━━━ TEXT SECTION
The next question I needed to answer was how would my family and I stay in Japan? I read on the Japanese immigration website that it was possible to get permanent residency in Japan after having lived in the country for five years consecutively. I thought that was ticket and went down to the immigration office. I told the immigration official that I wanted to apply for permanent residency. He asked me a few questions to determine my eligibility but was stumped, so he got out the book and asked a few colleagues. Another official was familiar with my case and said, "You are not married to a Japanese woman so your case is business. You have to live here for ten years. It's still early for you." It didn't say that specifically on the website but I didn't argue but rather thanked them for their time and left.
I came back the next day and talked to the same official I had talked with the day before and told him that the Ministry of Justice's website says that you can apply for citizenship after five years. He got the book out and read it, sometimes aloud and said,"You're right." I said okay I want to do that and then asked if I could do it there. He said that citizenship is not handled by immigration. It's a different department called "homu kyoku". He wrote down the phone number and told me where it was. It turned out to be in the same building where I had registered my land.
━━━━━━
━━━ EXCERPTED RECORDS
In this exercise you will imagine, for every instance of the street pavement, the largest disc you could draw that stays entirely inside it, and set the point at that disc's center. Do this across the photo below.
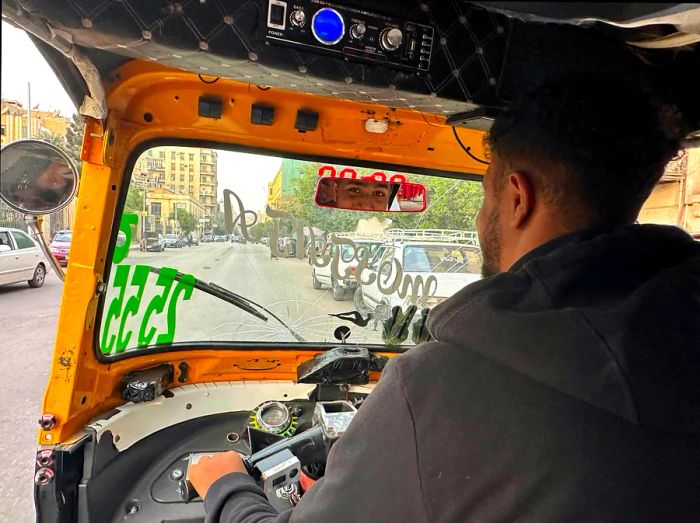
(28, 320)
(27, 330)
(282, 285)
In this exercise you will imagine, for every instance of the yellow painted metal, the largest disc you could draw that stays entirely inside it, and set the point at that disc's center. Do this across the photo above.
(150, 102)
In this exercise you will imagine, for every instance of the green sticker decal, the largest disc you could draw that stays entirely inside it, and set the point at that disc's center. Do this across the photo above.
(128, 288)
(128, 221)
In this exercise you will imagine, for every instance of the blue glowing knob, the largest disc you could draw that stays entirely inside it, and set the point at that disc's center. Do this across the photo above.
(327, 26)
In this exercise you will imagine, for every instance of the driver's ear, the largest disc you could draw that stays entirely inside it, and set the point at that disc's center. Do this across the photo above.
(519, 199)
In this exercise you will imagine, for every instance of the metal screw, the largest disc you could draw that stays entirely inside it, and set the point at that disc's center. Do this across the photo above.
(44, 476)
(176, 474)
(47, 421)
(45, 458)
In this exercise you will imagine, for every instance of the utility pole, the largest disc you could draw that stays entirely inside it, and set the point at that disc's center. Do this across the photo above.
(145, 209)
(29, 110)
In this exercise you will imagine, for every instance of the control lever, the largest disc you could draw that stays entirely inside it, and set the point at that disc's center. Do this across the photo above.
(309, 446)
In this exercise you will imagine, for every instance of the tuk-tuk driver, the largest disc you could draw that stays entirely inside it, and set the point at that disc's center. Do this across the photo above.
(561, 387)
━━━━━━
━━━ EXCERPTED RECORDS
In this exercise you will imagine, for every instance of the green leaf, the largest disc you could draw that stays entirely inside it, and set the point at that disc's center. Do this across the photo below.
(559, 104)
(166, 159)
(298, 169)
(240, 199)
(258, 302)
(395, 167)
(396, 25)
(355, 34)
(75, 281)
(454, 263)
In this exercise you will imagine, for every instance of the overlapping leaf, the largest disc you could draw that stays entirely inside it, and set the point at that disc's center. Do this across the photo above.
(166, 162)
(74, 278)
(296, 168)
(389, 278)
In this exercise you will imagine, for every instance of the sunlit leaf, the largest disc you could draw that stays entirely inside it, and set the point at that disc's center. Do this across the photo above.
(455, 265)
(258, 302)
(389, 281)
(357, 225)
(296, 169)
━━━━━━
SET TASKS ->
- 1) Answer these from the account of staying in Japan:
(a) How long did the second official at immigration say the writer had to live in Japan, since the case was business?
(b) What is the department that handles citizenship called?
(c) Where did that department turn out to be?
- 2) Carry on with the account of staying in Japan, starting right after its final sentence.

ANSWERS TO THE PROBLEMS ->
- 1)
(a) Ten years.
(b) "Homu kyoku."
(c) In the same building where the writer had registered land.

- 2)
.....
I went to the citizenship office and met with an official. We talked for two hours in Japanese. He asked me why I wanted Japanese citizenship and whether I was willing to give up my American citizenship.
He asked me to take a test that measured my ability to write in Japanese. After I finished the test, he told me I had a third graders proficiency in written Japanese and therefore I could apply for citizenship. He told me that since my case is that of a person without a Japanese spouse, everthing would be based on me, not my family. He told me to prepare my tax records in Japan, my birth certificate, my sister's birth certificate, my parent's divorce papers, an earnings certificate from all workplaces, a snapshot example of my monthly earnings, a certificate of citizenship issued by the U.S. consulate for me and my children, my children's birth certificates, our family registration certificates from City Hall, additional forms with photos of the family and asset information, an essay about why I wanted to be Japanese - everthing not in Japanese has to be translated into Japanese; this can be expensive if you can't do it yourself - and finally everything has to be submitted in duplicate form.
It took me a year to get all the required information collected and submitted. After many sessions with the immigration official he told me to bring my wife and children to his office. I did and he asked her in surprisingly well spoken English whether she cared if I, and the children, became Japanese without her. She didn't mind because her proficiency in Japanese wasn't good enough. He told her that she could apply when she felt ready to pass the written test I had taken a year before. The immigration official told me that the only things left do were to have a hearing before a judge and for immigration officials to visit my house and take a look at things. They will decide in June; until then I have to wait.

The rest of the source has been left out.